**DATA EXTRACT:**
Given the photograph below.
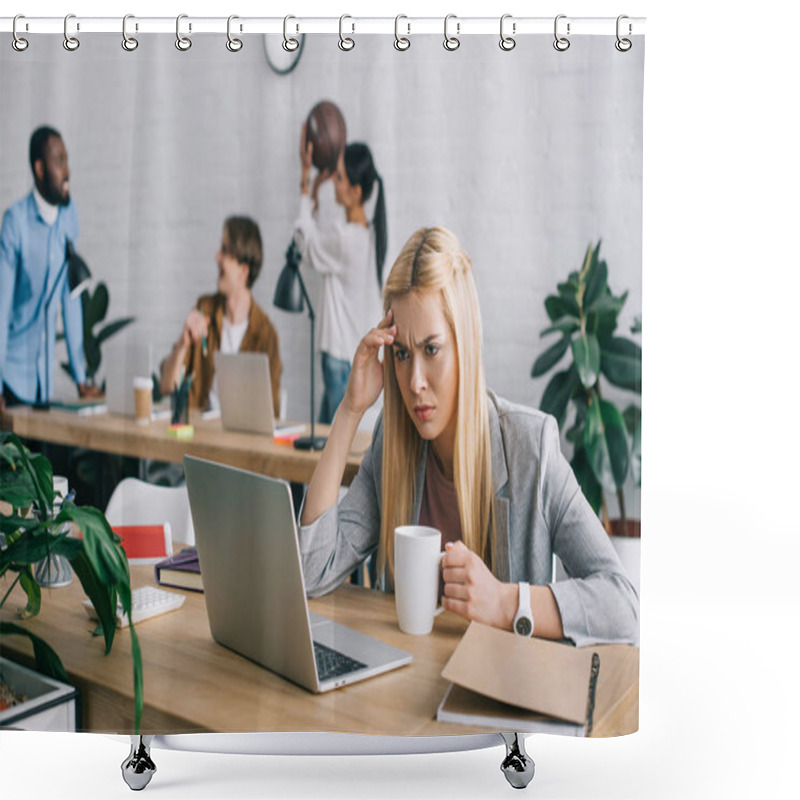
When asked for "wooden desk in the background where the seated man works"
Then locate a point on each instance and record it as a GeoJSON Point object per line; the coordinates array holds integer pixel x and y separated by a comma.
{"type": "Point", "coordinates": [109, 433]}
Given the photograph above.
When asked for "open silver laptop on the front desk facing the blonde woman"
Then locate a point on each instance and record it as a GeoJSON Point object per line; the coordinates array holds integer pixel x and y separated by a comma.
{"type": "Point", "coordinates": [255, 596]}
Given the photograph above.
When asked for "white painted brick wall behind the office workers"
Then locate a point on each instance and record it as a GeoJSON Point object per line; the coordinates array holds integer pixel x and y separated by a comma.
{"type": "Point", "coordinates": [528, 156]}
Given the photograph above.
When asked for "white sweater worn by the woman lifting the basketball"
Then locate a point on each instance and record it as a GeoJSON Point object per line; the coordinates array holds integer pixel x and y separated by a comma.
{"type": "Point", "coordinates": [344, 255]}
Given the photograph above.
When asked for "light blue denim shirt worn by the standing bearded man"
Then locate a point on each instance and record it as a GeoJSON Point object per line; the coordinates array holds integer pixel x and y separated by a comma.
{"type": "Point", "coordinates": [31, 257]}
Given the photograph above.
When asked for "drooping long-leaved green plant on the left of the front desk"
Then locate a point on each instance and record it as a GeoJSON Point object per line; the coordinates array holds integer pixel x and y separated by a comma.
{"type": "Point", "coordinates": [29, 533]}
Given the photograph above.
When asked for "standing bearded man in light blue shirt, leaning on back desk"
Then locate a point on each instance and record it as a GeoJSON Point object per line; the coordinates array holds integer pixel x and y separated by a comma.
{"type": "Point", "coordinates": [33, 244]}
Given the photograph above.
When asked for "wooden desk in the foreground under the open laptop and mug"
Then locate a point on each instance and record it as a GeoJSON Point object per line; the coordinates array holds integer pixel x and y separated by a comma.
{"type": "Point", "coordinates": [192, 684]}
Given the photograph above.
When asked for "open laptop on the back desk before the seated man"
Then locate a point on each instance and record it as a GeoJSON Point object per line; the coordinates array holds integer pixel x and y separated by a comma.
{"type": "Point", "coordinates": [245, 392]}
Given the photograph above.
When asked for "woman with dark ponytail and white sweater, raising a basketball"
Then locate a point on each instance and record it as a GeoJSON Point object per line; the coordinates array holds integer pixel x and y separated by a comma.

**HOW TO COMPLETE THIS TASK:** Write every line of the data out again exactly, leaving out all images.

**COMPLETED EXERCISE:**
Given the photograph below.
When asked for "wooden desk in the background where the seated man works"
Then locate a point on each instance and record it as a GeoJSON Point object per line; the coordinates array holds integer pixel x and y separated by a comma.
{"type": "Point", "coordinates": [109, 433]}
Given the photograph above.
When asked for "open silver laptop on the front desk facing the blonde woman"
Then locate a point on each instance and record it as a GeoJSON Point object per line; the coordinates array holds integer pixel x and y separated by a comma.
{"type": "Point", "coordinates": [255, 596]}
Given the photograph above.
When asked for "white painted brick wall behind the office workers"
Then locate a point on each instance and record it as a GeoJSON Point object per line; the coordinates array holds integer pixel x and y separated by a comma.
{"type": "Point", "coordinates": [528, 156]}
Given the photograph above.
When asked for "white sweater worn by the woman lifting the basketball"
Then locate a point on each instance and record it as a GeoJSON Point object per line; the coordinates array holds integer pixel x and y separated by a comma.
{"type": "Point", "coordinates": [344, 255]}
Given the photograph above.
When asked for "light blue denim shirt worn by the standing bearded man"
Then locate a point on each instance and record it as a GeoJSON Point object per line; the coordinates array holds integer pixel x and y separated by a comma.
{"type": "Point", "coordinates": [31, 257]}
Given the photograph above.
When asked for "drooping long-leaved green plant on the left of the front desk"
Then locate a point on each instance and record it as a GeoJSON Point object per line; the coordinates array holds integer pixel x and y separated by a comma.
{"type": "Point", "coordinates": [29, 533]}
Given the photograph above.
When asked for "standing bearded man in light blue shirt, leaning on back desk"
Then locate a point on each instance and record it as a GeoJSON Point object per line; the coordinates array holds integer pixel x and y separated by a comma.
{"type": "Point", "coordinates": [33, 244]}
Given the photograph above.
When asked for "wooden desk in the foreground under the open laptop and mug"
Then locate a point on each instance and record it as a GeoJSON Point object per line; the coordinates array holds integer pixel x and y separated by a comma.
{"type": "Point", "coordinates": [192, 684]}
Given the photograph above.
When asked for "open laptop on the back desk before the seated man"
Then locate a point on each instance and record it as a GeoJSON Point object per line; the coordinates array holds integer pixel x and y separated by a comma.
{"type": "Point", "coordinates": [245, 392]}
Given the photograph above.
When asked for "woman with dark ponytail and white sweater, raising a basketball"
Then locate a point on each instance and record it as a GeoJSON Point object per line; the coordinates array holds integer pixel x and y separated by a comma.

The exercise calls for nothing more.